Reproduce the listing below exactly. Pictures do not belong in the copy.

Named-object pointing records —
>> Start

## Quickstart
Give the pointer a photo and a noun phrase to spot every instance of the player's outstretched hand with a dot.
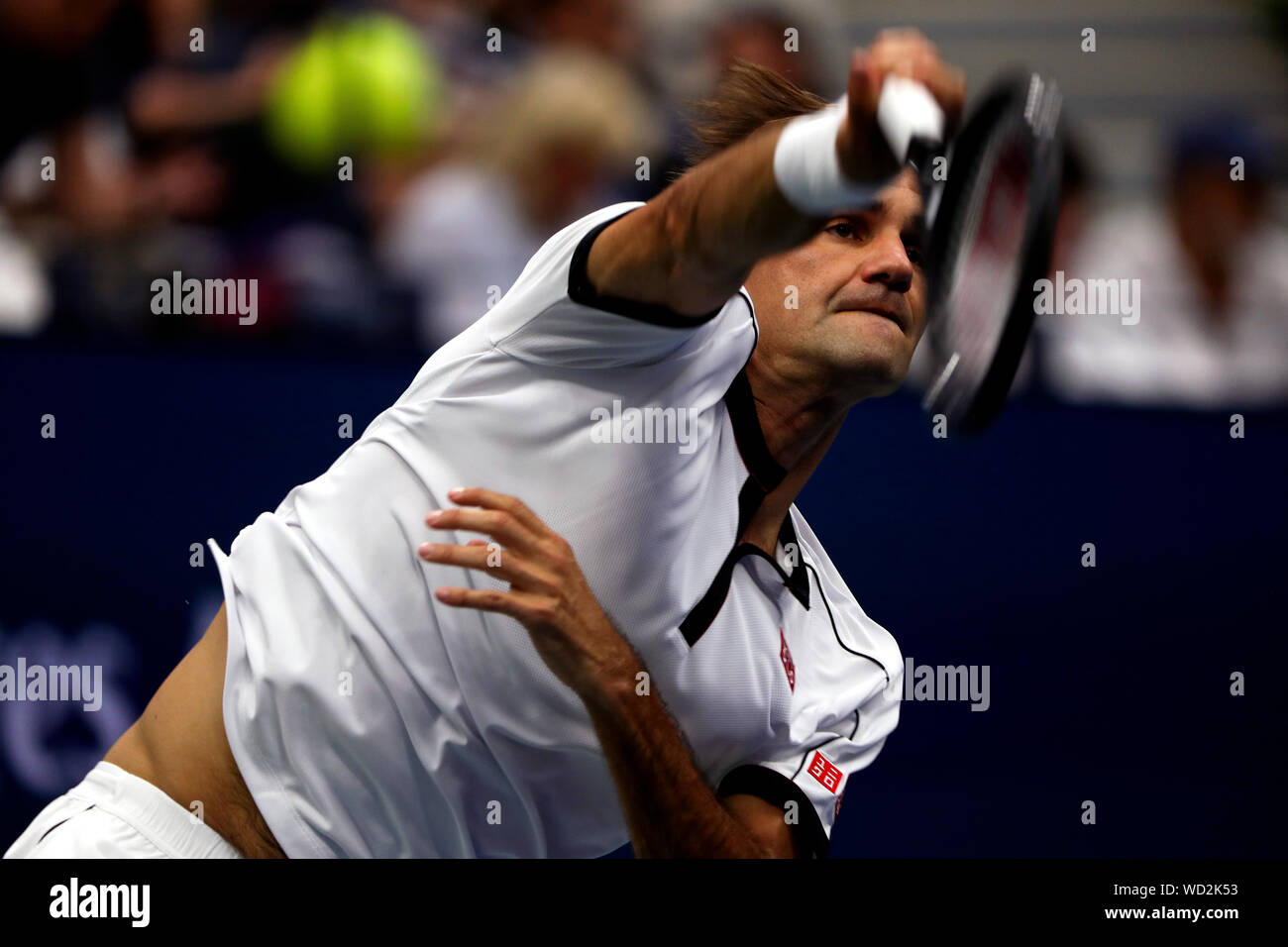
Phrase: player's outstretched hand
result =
(548, 590)
(859, 144)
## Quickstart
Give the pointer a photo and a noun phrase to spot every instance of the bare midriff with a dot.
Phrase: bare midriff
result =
(179, 746)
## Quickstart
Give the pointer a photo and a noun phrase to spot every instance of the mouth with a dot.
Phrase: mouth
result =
(885, 313)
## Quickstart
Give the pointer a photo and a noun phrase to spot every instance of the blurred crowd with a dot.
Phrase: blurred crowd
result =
(382, 170)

>> End

RESPONSE BELOW —
## Quickstart
Give the pointer a photo and a noun phrase to spot every instance of the player's outstretched hand with a dot.
Phrase: player's outstretched hand
result =
(548, 590)
(859, 144)
## Quickstart
Give the pointer a photo and a noun phrase to spot every instance of the bare midriff with a dot.
Phrase: bare midriff
result =
(179, 746)
## Quickstart
Give the pointer a photo and a noun phrase to spot every instance of the mouth with a dot.
Phrase: mouth
result =
(885, 313)
## Quickstart
Give the pointer a photo and a noun phrase to spot every instance of the blurred crowd with a dot.
Phrase: blurred crowd
result =
(382, 170)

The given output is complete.